[ABOUT THIS EXERCISE]: Search the records below for the word "clicks", then return every line where it appears.

[SOURCE DATA Boundary: Start]

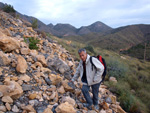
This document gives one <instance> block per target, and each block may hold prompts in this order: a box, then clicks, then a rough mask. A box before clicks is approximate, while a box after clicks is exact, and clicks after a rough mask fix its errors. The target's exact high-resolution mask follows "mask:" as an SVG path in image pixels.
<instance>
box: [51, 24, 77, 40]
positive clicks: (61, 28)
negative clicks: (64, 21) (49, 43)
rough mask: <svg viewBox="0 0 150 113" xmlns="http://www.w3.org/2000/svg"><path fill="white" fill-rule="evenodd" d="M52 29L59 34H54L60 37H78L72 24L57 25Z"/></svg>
mask: <svg viewBox="0 0 150 113" xmlns="http://www.w3.org/2000/svg"><path fill="white" fill-rule="evenodd" d="M52 29H53V30H55V31H57V34H56V33H54V32H53V33H52V34H54V35H56V36H59V37H62V36H69V35H71V36H72V35H76V28H75V27H74V26H72V25H70V24H61V23H60V24H56V25H55V26H53V27H52Z"/></svg>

[SOURCE DATA Boundary: End]

[TASK SOLUTION]:
This document gives one <instance> block per target, and each block may hold prompts in this order: a box, then clicks, then a rough mask. A box before clicks is approximate, while a box after clicks is exact, and clicks after a rough mask fix its errors. The target's exact high-resolution mask follows "mask:" as an SVG path in image pixels.
positive clicks: (61, 28)
negative clicks: (64, 21) (49, 43)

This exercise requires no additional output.